## WHAT NEEDS TO BE DONE
Could you copy the data below character for character, from the line containing "Confirm or deny — the yellow" up to and including the line containing "178 36 188 51"?

## LISTED ENTRIES
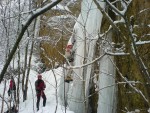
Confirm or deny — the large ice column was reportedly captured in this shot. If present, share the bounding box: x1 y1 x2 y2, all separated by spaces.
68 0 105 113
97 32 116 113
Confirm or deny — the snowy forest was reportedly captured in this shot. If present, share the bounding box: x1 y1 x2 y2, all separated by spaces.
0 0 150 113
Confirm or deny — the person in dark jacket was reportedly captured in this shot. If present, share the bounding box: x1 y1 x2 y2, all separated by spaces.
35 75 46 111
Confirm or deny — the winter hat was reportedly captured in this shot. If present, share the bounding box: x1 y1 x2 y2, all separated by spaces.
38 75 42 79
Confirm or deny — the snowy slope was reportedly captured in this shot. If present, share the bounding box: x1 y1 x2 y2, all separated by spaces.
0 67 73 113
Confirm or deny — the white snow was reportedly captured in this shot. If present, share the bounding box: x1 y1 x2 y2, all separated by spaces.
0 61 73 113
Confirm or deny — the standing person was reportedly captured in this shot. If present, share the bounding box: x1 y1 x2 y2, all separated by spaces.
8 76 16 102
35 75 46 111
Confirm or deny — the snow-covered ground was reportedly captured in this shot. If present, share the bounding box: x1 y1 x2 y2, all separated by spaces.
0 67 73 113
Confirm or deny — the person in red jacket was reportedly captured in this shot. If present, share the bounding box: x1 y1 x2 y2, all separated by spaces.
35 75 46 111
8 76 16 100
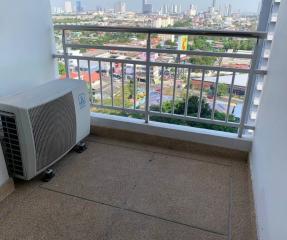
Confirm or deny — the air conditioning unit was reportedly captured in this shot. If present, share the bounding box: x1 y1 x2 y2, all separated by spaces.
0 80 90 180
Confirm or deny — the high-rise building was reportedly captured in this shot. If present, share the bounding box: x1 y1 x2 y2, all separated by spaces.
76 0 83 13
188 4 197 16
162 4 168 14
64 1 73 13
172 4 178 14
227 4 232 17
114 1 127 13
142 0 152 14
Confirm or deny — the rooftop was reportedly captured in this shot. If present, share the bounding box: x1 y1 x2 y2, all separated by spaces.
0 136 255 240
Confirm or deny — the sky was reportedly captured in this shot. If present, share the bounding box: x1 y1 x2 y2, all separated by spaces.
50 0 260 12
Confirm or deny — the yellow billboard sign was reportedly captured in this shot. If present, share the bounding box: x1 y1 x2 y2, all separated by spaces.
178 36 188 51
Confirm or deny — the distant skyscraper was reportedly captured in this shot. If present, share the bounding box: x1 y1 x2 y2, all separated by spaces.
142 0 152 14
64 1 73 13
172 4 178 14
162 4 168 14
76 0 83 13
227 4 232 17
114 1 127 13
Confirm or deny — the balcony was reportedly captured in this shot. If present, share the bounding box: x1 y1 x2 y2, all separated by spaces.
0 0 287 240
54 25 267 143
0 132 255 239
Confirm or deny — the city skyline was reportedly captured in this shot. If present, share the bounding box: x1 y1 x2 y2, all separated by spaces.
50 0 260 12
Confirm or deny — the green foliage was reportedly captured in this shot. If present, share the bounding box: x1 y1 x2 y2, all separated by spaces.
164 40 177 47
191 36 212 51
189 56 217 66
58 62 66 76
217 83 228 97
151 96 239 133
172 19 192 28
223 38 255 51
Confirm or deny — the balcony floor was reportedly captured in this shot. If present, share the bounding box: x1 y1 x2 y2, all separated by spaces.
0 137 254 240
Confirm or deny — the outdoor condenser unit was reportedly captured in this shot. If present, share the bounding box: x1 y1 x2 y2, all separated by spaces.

## THE SOLUTION
Confirm or deny — the yellow billboard sign was reportedly captured in this shot. If present, share the bounding box: x1 y1 x2 y2, all separated by spaces.
178 36 188 51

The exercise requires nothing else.